Stored dataset items:
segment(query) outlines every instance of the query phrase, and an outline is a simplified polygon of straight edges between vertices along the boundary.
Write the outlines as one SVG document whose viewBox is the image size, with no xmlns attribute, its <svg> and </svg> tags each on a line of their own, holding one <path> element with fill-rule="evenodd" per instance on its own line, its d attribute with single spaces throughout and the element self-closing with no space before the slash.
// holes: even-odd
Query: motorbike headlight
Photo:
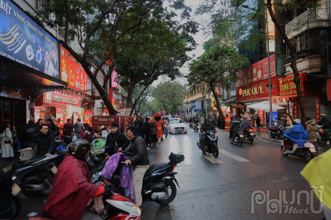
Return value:
<svg viewBox="0 0 331 220">
<path fill-rule="evenodd" d="M 92 176 L 92 178 L 91 180 L 91 182 L 93 184 L 95 183 L 95 182 L 98 181 L 98 179 L 101 175 L 101 172 L 99 172 L 99 173 L 95 173 Z"/>
</svg>

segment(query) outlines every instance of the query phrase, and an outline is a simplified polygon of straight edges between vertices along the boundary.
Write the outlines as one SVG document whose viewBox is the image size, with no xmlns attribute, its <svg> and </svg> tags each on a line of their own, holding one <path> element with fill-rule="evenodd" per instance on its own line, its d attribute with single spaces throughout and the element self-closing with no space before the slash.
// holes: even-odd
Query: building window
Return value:
<svg viewBox="0 0 331 220">
<path fill-rule="evenodd" d="M 43 11 L 44 7 L 49 4 L 49 0 L 35 0 L 35 8 L 37 11 Z"/>
</svg>

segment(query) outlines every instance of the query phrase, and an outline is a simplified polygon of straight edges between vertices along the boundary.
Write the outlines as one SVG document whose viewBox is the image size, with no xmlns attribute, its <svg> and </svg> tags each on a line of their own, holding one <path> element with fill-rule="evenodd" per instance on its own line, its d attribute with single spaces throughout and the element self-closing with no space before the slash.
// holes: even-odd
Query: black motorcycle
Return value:
<svg viewBox="0 0 331 220">
<path fill-rule="evenodd" d="M 22 190 L 49 194 L 58 171 L 54 166 L 54 159 L 57 156 L 37 156 L 26 161 L 13 163 L 12 165 L 15 170 L 13 177 L 16 177 L 14 183 Z"/>
<path fill-rule="evenodd" d="M 241 131 L 235 132 L 232 138 L 229 137 L 229 140 L 231 144 L 235 142 L 241 146 L 243 142 L 243 133 Z"/>
<path fill-rule="evenodd" d="M 91 182 L 93 184 L 102 179 L 101 172 L 109 157 L 100 165 L 92 176 Z M 178 164 L 184 161 L 184 155 L 171 153 L 169 156 L 170 162 L 153 165 L 150 167 L 144 176 L 142 196 L 143 201 L 155 202 L 160 205 L 170 203 L 176 197 L 177 188 L 175 182 L 179 187 L 175 175 L 177 173 L 174 171 Z M 108 180 L 115 187 L 115 193 L 125 196 L 124 190 L 120 188 L 120 163 L 124 163 L 122 159 L 119 162 L 117 168 L 111 179 Z"/>
<path fill-rule="evenodd" d="M 218 137 L 215 134 L 214 131 L 207 131 L 205 132 L 205 134 L 200 133 L 199 134 L 199 142 L 197 142 L 198 147 L 201 149 L 202 152 L 213 154 L 214 158 L 218 156 L 218 147 L 217 147 L 217 140 Z M 208 138 L 207 139 L 207 149 L 205 149 L 203 147 L 202 142 L 202 136 L 206 135 Z"/>
</svg>

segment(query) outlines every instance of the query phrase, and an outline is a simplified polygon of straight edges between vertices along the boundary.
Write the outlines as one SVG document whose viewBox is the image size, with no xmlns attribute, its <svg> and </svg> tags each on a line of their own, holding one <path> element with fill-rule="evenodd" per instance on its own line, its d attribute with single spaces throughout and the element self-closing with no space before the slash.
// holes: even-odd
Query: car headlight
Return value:
<svg viewBox="0 0 331 220">
<path fill-rule="evenodd" d="M 98 179 L 99 179 L 99 177 L 101 175 L 101 172 L 99 172 L 98 173 L 96 173 L 95 174 L 93 174 L 92 176 L 92 178 L 91 180 L 91 182 L 93 184 L 95 183 L 95 182 L 98 181 Z"/>
</svg>

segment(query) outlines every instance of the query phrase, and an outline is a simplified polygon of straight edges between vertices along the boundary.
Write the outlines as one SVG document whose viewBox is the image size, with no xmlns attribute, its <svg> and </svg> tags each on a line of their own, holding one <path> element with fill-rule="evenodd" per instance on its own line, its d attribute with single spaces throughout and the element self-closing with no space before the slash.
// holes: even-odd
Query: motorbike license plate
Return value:
<svg viewBox="0 0 331 220">
<path fill-rule="evenodd" d="M 16 183 L 15 183 L 12 186 L 12 194 L 13 194 L 13 196 L 16 196 L 21 190 L 22 189 Z"/>
<path fill-rule="evenodd" d="M 314 148 L 309 148 L 309 150 L 310 150 L 310 152 L 311 152 L 312 153 L 316 152 L 316 150 L 315 150 Z"/>
<path fill-rule="evenodd" d="M 57 174 L 57 172 L 58 172 L 58 168 L 56 167 L 55 166 L 53 166 L 53 167 L 52 167 L 52 169 L 50 169 L 51 171 L 53 172 L 54 175 Z"/>
</svg>

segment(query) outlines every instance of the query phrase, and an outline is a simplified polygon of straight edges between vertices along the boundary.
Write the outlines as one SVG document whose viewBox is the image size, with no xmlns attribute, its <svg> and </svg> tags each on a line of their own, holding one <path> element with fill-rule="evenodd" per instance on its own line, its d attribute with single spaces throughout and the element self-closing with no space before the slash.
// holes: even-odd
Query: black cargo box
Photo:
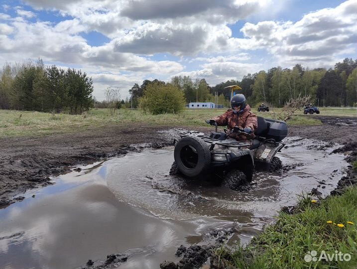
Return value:
<svg viewBox="0 0 357 269">
<path fill-rule="evenodd" d="M 288 134 L 288 126 L 286 123 L 270 119 L 265 119 L 265 121 L 269 126 L 265 138 L 273 138 L 276 142 L 280 142 L 286 137 Z"/>
</svg>

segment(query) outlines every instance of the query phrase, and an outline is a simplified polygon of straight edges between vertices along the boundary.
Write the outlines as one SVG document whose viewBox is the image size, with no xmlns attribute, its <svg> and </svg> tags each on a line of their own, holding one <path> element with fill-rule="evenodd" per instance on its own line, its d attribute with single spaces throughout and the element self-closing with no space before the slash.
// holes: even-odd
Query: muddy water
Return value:
<svg viewBox="0 0 357 269">
<path fill-rule="evenodd" d="M 323 196 L 329 193 L 347 165 L 343 155 L 329 154 L 336 147 L 325 146 L 331 145 L 298 137 L 285 142 L 278 156 L 295 168 L 256 172 L 246 192 L 169 176 L 173 148 L 81 167 L 0 210 L 0 267 L 76 268 L 127 251 L 132 256 L 121 268 L 157 268 L 178 260 L 180 245 L 207 244 L 208 232 L 233 222 L 231 241 L 248 243 L 303 192 L 320 185 Z"/>
</svg>

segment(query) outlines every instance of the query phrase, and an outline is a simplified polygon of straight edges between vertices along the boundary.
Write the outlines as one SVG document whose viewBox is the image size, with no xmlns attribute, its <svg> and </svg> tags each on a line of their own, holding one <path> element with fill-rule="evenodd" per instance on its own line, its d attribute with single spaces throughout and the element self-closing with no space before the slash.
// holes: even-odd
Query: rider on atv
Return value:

What to work on: Report the number of lines in the items above that contain the string "headlight". Give only the number.

Reply: 2